Exercise:
Please write out all of the data below exactly, without including the pictures.
□ □ □ □ □ □ □
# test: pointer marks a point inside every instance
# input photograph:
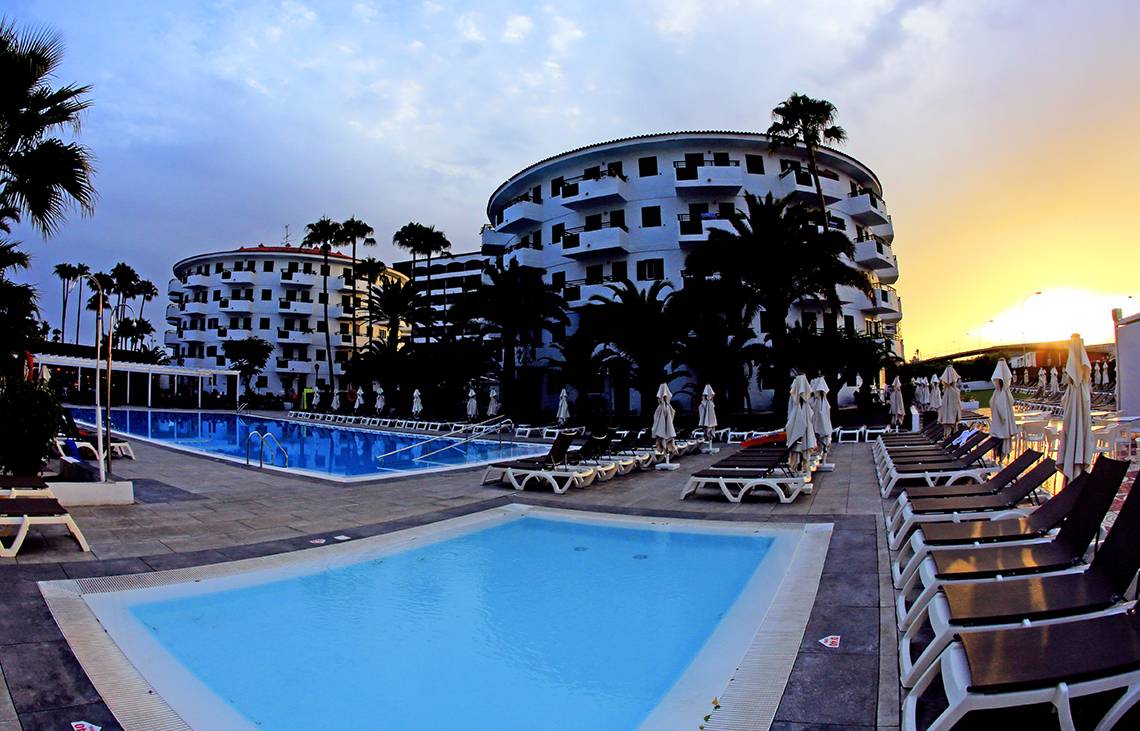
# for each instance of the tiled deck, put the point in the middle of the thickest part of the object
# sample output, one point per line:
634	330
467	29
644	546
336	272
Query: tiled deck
□ □ □ □ □ □ □
Problem solution:
# test: pointer marks a point inside every instance
# input photograph:
# for each instance of the tiled deck, put the point in the middle of the thickest part of the object
# sample output, one point per line:
634	330
467	29
644	546
336	272
Query: tiled deck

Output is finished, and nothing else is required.